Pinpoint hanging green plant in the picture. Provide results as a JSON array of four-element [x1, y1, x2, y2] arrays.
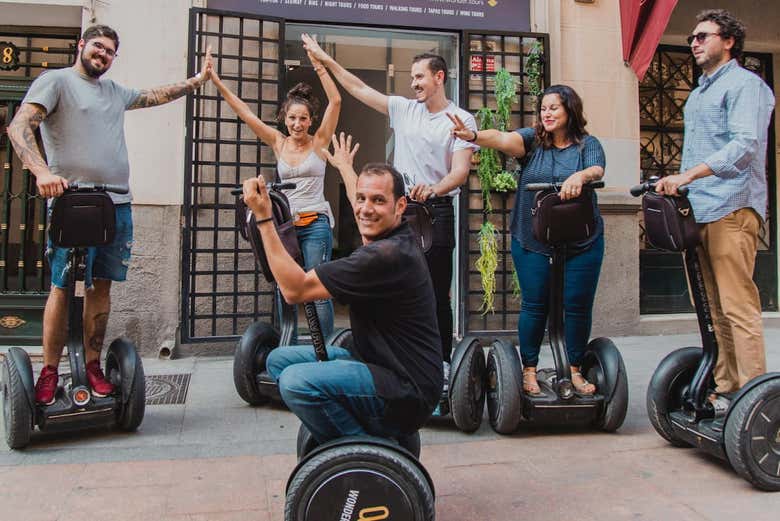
[[495, 69, 517, 131], [475, 221, 498, 315], [477, 107, 501, 213], [490, 170, 517, 192], [525, 40, 543, 96], [512, 267, 523, 300]]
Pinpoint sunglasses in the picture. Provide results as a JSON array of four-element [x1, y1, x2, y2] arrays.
[[685, 31, 720, 45]]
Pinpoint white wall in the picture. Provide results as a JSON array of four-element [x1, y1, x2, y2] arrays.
[[0, 0, 84, 27], [84, 0, 192, 205]]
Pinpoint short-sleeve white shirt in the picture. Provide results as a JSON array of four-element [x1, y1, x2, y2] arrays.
[[387, 96, 479, 195]]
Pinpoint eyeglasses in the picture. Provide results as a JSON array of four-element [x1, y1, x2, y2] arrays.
[[685, 31, 720, 45], [91, 40, 116, 58]]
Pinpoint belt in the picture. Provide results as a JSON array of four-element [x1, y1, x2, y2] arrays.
[[426, 195, 454, 206]]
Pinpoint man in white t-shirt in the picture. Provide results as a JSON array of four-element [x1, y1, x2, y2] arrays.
[[303, 34, 479, 390]]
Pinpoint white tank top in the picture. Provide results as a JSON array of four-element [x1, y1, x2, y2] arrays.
[[276, 147, 335, 228]]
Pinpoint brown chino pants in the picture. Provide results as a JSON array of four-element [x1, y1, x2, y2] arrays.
[[698, 208, 766, 392]]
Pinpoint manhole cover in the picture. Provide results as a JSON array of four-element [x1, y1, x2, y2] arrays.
[[146, 373, 191, 405]]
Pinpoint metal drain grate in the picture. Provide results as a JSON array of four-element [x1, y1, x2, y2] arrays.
[[146, 373, 192, 405]]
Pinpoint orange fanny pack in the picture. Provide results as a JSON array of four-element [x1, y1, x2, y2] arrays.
[[293, 212, 320, 227]]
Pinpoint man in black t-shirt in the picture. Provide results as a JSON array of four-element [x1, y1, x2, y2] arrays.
[[244, 140, 442, 443]]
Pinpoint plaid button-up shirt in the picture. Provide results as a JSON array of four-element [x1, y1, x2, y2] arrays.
[[680, 60, 775, 223]]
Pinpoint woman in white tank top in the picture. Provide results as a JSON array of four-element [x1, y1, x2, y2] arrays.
[[211, 41, 341, 338]]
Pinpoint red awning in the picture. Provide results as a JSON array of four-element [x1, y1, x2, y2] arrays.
[[620, 0, 677, 81]]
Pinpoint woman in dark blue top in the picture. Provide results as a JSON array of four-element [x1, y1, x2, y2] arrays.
[[450, 85, 606, 395]]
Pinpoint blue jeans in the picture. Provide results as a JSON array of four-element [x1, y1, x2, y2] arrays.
[[295, 214, 333, 338], [46, 203, 133, 288], [512, 235, 604, 367], [266, 346, 398, 443]]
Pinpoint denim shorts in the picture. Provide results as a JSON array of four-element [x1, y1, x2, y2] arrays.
[[46, 203, 133, 288]]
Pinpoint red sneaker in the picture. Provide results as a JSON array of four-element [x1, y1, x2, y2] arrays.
[[87, 360, 114, 398], [35, 365, 59, 405]]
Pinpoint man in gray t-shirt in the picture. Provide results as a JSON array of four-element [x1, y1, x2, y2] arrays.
[[8, 25, 212, 404]]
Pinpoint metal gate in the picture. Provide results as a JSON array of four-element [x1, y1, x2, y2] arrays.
[[458, 32, 550, 335], [639, 45, 777, 314], [0, 28, 79, 345], [182, 9, 284, 343]]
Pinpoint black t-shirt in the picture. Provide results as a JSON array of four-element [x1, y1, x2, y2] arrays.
[[314, 222, 443, 432]]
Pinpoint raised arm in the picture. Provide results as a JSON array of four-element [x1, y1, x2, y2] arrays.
[[127, 46, 213, 110], [447, 112, 525, 159], [211, 70, 284, 148], [322, 132, 360, 208], [8, 103, 68, 197], [308, 53, 341, 150], [301, 34, 388, 115]]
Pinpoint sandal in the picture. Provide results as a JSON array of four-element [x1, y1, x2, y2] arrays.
[[571, 371, 596, 396], [523, 367, 542, 396]]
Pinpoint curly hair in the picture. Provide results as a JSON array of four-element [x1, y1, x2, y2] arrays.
[[696, 9, 745, 58], [277, 82, 320, 123]]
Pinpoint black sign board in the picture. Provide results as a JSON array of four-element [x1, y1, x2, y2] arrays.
[[208, 0, 531, 32]]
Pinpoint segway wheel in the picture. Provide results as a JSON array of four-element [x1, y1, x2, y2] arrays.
[[106, 338, 146, 432], [449, 338, 485, 432], [233, 322, 279, 405], [646, 347, 702, 447], [284, 443, 435, 521], [724, 374, 780, 492], [580, 337, 628, 432], [487, 340, 523, 434], [2, 348, 33, 449]]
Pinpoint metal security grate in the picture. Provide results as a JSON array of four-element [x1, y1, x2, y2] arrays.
[[146, 373, 192, 405], [182, 9, 284, 342], [459, 32, 550, 335]]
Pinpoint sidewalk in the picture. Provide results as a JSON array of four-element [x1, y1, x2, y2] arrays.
[[0, 329, 780, 521]]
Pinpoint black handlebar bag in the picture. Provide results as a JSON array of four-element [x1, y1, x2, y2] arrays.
[[236, 190, 303, 282], [531, 189, 596, 246], [642, 192, 701, 251], [404, 198, 433, 253], [49, 191, 116, 248]]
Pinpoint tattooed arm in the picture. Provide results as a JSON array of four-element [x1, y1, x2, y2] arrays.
[[127, 46, 213, 110], [8, 103, 68, 197]]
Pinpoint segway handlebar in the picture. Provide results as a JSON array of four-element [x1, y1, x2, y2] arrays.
[[525, 181, 604, 192], [67, 181, 130, 194], [631, 177, 688, 197], [230, 183, 298, 195]]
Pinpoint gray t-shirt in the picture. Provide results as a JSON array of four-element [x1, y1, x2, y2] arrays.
[[387, 96, 479, 195], [23, 67, 139, 203]]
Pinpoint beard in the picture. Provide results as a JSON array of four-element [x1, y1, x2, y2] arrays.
[[79, 50, 108, 79]]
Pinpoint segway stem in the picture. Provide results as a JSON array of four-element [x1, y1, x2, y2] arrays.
[[65, 248, 87, 387], [684, 248, 718, 418], [548, 248, 571, 386]]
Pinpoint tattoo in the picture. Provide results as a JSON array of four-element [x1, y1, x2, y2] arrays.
[[87, 313, 108, 353], [8, 103, 48, 174], [128, 78, 201, 110]]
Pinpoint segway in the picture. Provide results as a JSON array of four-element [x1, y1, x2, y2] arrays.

GIVEN EXERCISE. Recast every line of the entries above as a JSON list of strings, one string per line, omitting blank lines and leaving out the pictures.

OUTPUT FOR THIS EXERCISE.
[
  "Pinpoint hanging green plant in the picture. Provide results as a JSON array of four-element [x1, y1, x2, y2] arrays.",
  "[[495, 69, 517, 131], [475, 221, 498, 315], [477, 107, 501, 213], [490, 170, 517, 192], [525, 40, 543, 96], [512, 267, 523, 300]]",
  "Pinpoint sunglasses in the picture. Provide results as a JSON array of four-element [x1, y1, x2, y2] arrays.",
  "[[685, 31, 720, 45]]",
  "Pinpoint white wall in the picture. Provide results as a JSON array of four-element [x1, y1, x2, y2] arrays.",
  "[[0, 0, 84, 27], [84, 0, 192, 205]]",
  "Pinpoint short-sleeve white shirt in the picture. Provide results as a JSON array of four-element [x1, y1, x2, y2] arrays.",
  "[[387, 96, 479, 195]]",
  "Pinpoint eyeglasses in the picture. Provide results as a JSON array of four-element [x1, y1, x2, y2] arrays.",
  "[[685, 31, 720, 45], [91, 40, 116, 58]]",
  "Pinpoint belt in the picture. Provide results as a JSON array of four-element [x1, y1, x2, y2] arrays.",
  "[[426, 195, 454, 206]]",
  "Pinpoint man in white t-shirt in the picture. Provide results as a JSON array of four-element [x1, y1, x2, y2] arrays.",
  "[[303, 34, 479, 390]]",
  "Pinpoint white tank top in the picture. Provide results as a JSON array of four-element [x1, y1, x2, y2] arrays.",
  "[[276, 147, 335, 228]]",
  "Pinpoint brown chino pants in the picture. Provide results as a JSON array of four-element [x1, y1, x2, y2] arrays.",
  "[[698, 208, 766, 392]]",
  "Pinpoint manhole cover in the picture. Provide results as a JSON array of four-element [x1, y1, x2, y2] arrays.",
  "[[146, 373, 191, 405]]",
  "Pinpoint metal drain grate in the picture. Provide results as a JSON array of four-element [x1, y1, x2, y2] arrays.",
  "[[146, 373, 192, 405]]",
  "Pinpoint orange fanny pack in the picture. Provide results as a JSON array of four-element [x1, y1, x2, y2] arrays.",
  "[[293, 212, 320, 227]]",
  "Pinpoint man in black t-shirt in the picture. Provide results as a JSON array of four-element [x1, y1, x2, y2] arrays.",
  "[[244, 140, 442, 443]]",
  "Pinpoint plaid button-up shirt in the picture. Provide results as a JSON array of four-element [x1, y1, x2, y2] arrays.",
  "[[680, 60, 775, 223]]",
  "Pinpoint woman in white tank top in the picture. Provide results as a JSON array of four-element [x1, y1, x2, y2] arrays.",
  "[[211, 41, 341, 338]]",
  "Pinpoint red awning in the picture. Provide results as a JSON array of four-element [x1, y1, x2, y2] arrays.",
  "[[620, 0, 677, 81]]",
  "Pinpoint woman in dark blue top in the picture. Provide results as a JSON array of four-element [x1, y1, x2, y2] arrays.",
  "[[450, 85, 606, 395]]",
  "Pinpoint blue jeans in the picture. Provide results as a JSON array of four-element [x1, y1, x2, y2] arrays.",
  "[[295, 214, 333, 338], [46, 203, 133, 288], [512, 235, 604, 367], [266, 346, 398, 443]]",
  "Pinpoint denim shorts in the picture. Provide results as a JSON array of four-element [x1, y1, x2, y2] arrays.",
  "[[46, 203, 133, 288]]",
  "Pinpoint red sneaker in the picture. Provide results as a JSON array of four-element [x1, y1, x2, y2] arrays.",
  "[[87, 360, 114, 398], [35, 365, 59, 405]]",
  "Pinpoint man in gray t-shirt in the picture. Provide results as a JSON array of four-element [x1, y1, x2, y2] arrays.",
  "[[8, 25, 212, 404]]",
  "Pinpoint metal gate in the picture. Provide results as a JSON array of four-element [x1, y1, x2, y2] arrays.",
  "[[458, 32, 550, 335], [639, 45, 777, 314], [0, 28, 79, 345], [182, 9, 284, 343]]",
  "Pinpoint black t-shirt in the picture. Provide results as a JSON array of four-element [x1, y1, x2, y2] arrays.",
  "[[314, 222, 443, 432]]",
  "Pinpoint raised arm in the picture. Provide results as a JSON array of four-element [x1, y1, x2, y2] arrays.",
  "[[127, 46, 213, 110], [447, 112, 525, 159], [211, 70, 284, 148], [322, 132, 360, 208], [8, 103, 68, 197], [308, 53, 341, 150], [301, 34, 388, 115]]",
  "Pinpoint sandal in the picture. Provide results as a JSON array of four-element [x1, y1, x2, y2] arrays.",
  "[[571, 371, 596, 396], [523, 367, 542, 396]]",
  "Pinpoint curly hair in the picture. Provide results as a JSON array of four-element [x1, y1, x2, y2] arrays.",
  "[[696, 9, 745, 58], [277, 82, 320, 123]]",
  "Pinpoint black sign board in the picture. Provide results as a JSON array of four-element [x1, y1, x2, y2] arrays.",
  "[[208, 0, 531, 32]]",
  "Pinpoint segway wheel in the picture. Provide results as a JSON array of four-element [x1, y1, x2, y2] arrays.",
  "[[106, 338, 146, 432], [449, 338, 485, 432], [233, 322, 279, 405], [646, 347, 702, 447], [284, 443, 435, 521], [724, 374, 780, 492], [580, 337, 628, 432], [487, 340, 523, 434], [2, 348, 33, 449]]",
  "Pinpoint metal security grate in the picture. Provide results as a JSON array of four-element [x1, y1, x2, y2] arrays.",
  "[[146, 373, 192, 405], [182, 9, 284, 342], [459, 32, 550, 335]]",
  "Pinpoint sidewalk in the picture. Provide results as a JSON array of four-element [x1, y1, x2, y2] arrays.",
  "[[0, 329, 780, 521]]",
  "Pinpoint black handlebar bag in the picture. Provide results as a JSON array of four-element [x1, y1, x2, y2] arrays.",
  "[[236, 190, 303, 282], [531, 189, 596, 246], [642, 192, 701, 251], [404, 198, 433, 253], [49, 191, 116, 248]]",
  "Pinpoint tattooed arm in the picture. Provide results as a JSON array of four-element [x1, y1, x2, y2] arrays.",
  "[[127, 46, 213, 110], [8, 103, 68, 197]]",
  "Pinpoint segway handlebar in the picture. Provide results as a JSON array of four-element [x1, y1, x2, y2] arrays.",
  "[[525, 181, 604, 192], [67, 181, 130, 194], [631, 177, 688, 197], [230, 183, 298, 195]]",
  "Pinpoint gray t-shirt in the picture. Provide results as a JSON array of four-element [x1, y1, x2, y2] arrays.",
  "[[387, 96, 479, 195], [23, 67, 139, 203]]",
  "Pinpoint beard in the picture. Provide results as a JSON array of four-element [x1, y1, x2, y2] arrays.",
  "[[79, 50, 108, 79]]",
  "Pinpoint segway stem in the picture. Provide results as a JSON array of four-element [x1, y1, x2, y2] arrays.",
  "[[65, 248, 87, 387], [684, 248, 718, 418], [548, 248, 571, 386]]",
  "Pinpoint tattoo in the picture. Provide results as a JSON array of four-element [x1, y1, x2, y2] arrays.",
  "[[87, 313, 108, 353], [8, 103, 48, 174], [128, 78, 201, 110]]",
  "Pinpoint segway in the picture. Provide results as a JSON array of four-element [x1, y1, x2, y2] arrays."
]